_Task input_:
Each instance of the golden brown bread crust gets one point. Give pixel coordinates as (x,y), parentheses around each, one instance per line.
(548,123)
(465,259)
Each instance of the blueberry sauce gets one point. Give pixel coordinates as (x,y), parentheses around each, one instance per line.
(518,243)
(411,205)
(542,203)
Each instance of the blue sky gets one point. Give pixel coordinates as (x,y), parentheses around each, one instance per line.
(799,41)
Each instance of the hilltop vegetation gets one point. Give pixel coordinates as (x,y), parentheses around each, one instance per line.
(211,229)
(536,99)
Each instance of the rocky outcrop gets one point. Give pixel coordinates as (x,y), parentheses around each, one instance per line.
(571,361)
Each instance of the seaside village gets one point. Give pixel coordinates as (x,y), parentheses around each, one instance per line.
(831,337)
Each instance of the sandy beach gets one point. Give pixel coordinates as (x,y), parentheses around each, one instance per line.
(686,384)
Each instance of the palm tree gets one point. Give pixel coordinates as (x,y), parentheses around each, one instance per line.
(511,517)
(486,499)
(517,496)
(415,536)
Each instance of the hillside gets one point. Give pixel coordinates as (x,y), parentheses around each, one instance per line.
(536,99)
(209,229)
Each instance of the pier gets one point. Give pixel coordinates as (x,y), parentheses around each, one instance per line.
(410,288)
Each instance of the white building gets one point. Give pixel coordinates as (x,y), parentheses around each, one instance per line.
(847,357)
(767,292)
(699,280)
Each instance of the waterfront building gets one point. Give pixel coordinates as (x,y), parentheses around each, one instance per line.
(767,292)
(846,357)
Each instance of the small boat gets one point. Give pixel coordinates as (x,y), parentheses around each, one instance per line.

...

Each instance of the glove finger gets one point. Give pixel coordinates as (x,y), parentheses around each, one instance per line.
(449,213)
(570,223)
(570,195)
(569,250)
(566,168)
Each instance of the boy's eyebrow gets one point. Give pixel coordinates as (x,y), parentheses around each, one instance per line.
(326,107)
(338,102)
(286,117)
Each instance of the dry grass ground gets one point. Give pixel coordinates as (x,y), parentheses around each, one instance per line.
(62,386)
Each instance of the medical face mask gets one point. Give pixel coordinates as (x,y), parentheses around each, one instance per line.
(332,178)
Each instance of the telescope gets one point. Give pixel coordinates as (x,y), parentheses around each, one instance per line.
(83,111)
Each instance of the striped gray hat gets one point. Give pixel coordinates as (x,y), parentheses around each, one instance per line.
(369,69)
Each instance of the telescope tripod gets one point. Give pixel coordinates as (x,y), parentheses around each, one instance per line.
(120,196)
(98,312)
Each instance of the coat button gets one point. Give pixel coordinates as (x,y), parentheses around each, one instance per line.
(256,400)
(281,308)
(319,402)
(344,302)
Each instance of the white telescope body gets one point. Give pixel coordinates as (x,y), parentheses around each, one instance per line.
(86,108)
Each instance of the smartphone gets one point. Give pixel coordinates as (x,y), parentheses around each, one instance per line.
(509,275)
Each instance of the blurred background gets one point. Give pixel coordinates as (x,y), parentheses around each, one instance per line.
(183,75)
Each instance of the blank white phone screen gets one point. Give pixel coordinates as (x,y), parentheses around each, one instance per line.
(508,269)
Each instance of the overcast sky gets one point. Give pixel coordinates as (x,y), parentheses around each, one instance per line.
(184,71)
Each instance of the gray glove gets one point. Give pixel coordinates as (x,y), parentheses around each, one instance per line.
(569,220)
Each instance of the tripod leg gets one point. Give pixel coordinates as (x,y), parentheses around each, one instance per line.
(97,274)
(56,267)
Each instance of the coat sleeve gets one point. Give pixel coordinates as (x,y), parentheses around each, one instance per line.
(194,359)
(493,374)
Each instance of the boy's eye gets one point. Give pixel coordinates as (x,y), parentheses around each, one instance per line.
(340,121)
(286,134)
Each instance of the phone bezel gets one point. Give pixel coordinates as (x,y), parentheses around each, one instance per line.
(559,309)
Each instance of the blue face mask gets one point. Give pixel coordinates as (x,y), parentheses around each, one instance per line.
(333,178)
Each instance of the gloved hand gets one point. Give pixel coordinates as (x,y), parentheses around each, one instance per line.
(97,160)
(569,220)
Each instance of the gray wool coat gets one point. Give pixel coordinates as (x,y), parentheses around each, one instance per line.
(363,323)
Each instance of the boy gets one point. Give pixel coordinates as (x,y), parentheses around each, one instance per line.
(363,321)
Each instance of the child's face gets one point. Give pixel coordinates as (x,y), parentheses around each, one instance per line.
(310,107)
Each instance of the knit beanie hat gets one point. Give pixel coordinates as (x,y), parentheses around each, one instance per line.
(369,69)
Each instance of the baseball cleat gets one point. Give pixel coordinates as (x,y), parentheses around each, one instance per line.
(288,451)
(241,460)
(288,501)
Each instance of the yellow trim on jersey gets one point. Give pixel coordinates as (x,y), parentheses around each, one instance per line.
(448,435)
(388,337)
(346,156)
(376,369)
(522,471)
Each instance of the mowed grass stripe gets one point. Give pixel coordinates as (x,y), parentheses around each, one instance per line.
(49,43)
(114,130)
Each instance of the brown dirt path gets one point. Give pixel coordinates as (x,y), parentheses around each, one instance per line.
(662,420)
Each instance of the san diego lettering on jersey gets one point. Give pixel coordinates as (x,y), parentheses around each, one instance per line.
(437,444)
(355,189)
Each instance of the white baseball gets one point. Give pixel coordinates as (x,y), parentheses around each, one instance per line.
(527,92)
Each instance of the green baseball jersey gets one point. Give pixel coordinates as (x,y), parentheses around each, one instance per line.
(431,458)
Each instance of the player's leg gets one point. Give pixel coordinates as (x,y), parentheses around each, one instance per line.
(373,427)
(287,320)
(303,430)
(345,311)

==

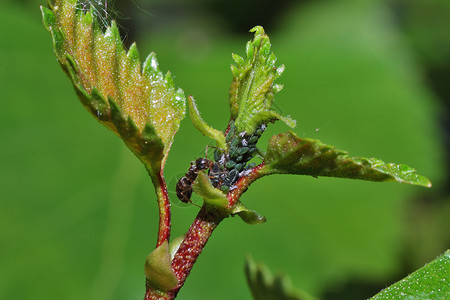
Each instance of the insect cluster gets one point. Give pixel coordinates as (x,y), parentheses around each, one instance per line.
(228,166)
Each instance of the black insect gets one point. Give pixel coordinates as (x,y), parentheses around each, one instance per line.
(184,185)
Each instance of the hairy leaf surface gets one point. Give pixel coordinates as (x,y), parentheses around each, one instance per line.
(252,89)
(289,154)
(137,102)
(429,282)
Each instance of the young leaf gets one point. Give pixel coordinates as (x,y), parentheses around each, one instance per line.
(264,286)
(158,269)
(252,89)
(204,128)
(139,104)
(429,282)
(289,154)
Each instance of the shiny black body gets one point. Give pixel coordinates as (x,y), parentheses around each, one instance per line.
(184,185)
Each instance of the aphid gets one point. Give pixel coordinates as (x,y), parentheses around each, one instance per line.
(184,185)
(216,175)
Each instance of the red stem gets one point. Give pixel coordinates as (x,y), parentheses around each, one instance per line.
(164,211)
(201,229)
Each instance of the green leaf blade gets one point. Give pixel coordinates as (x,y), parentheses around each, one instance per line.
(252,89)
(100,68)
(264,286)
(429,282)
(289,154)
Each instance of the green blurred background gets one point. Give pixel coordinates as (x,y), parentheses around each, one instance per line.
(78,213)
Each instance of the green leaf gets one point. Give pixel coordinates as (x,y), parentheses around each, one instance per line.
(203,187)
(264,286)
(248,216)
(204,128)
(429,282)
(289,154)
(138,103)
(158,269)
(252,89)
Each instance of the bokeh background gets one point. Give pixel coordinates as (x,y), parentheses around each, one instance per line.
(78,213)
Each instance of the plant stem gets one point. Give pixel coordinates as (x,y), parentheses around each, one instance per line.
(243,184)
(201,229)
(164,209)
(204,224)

_What the exercise asks_: Rescale the lines from the one containing "Each instance of the waterfront" up to and including the one containing "Each instance of the small", and output only those lines. Write out every one of them, including lines without coordinates, and change only the point coordinates: multiply each by 1.35 and round to a whole number, with halves rounded up.

_Answer below_:
Each instance of the waterfront building gets one point. Give pixel coordinates as (x,y), parentheses around each, one instance per line.
(1035,394)
(1142,482)
Each instance of the small boat gets one point. Give pixel coordinates as (x,y), parentheses around each, one instance per line.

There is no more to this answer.